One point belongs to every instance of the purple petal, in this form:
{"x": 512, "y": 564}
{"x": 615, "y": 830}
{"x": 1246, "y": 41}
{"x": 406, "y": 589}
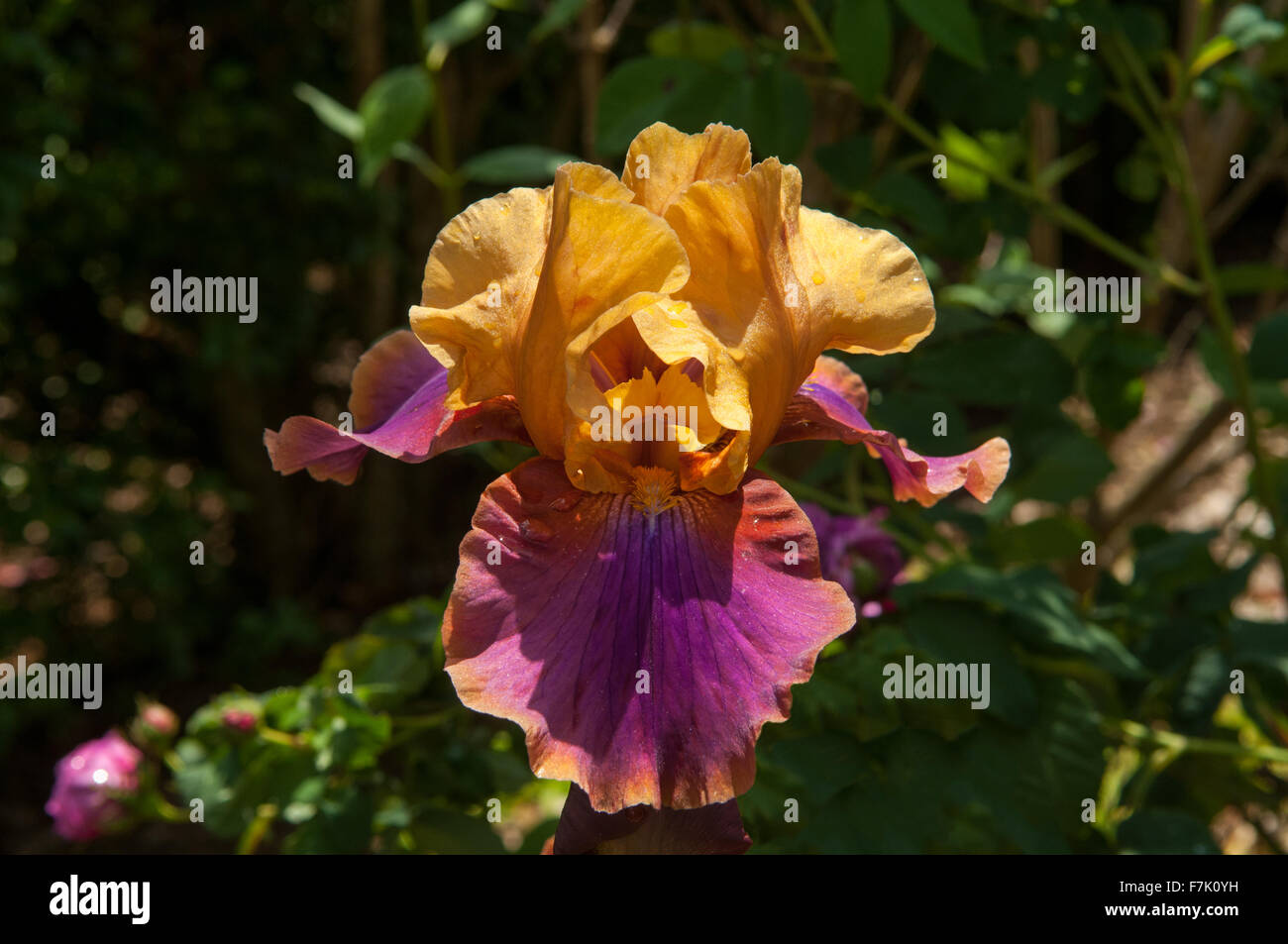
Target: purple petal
{"x": 829, "y": 406}
{"x": 398, "y": 408}
{"x": 640, "y": 656}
========================================================================
Do this: Could you copy all of the records above word for word, leaving the pictures out of your answer?

Answer for this exercise:
One point belongs to every instance of the purple petal, in this form:
{"x": 512, "y": 564}
{"x": 615, "y": 830}
{"x": 1246, "y": 41}
{"x": 406, "y": 589}
Target: purple petal
{"x": 829, "y": 406}
{"x": 398, "y": 408}
{"x": 640, "y": 656}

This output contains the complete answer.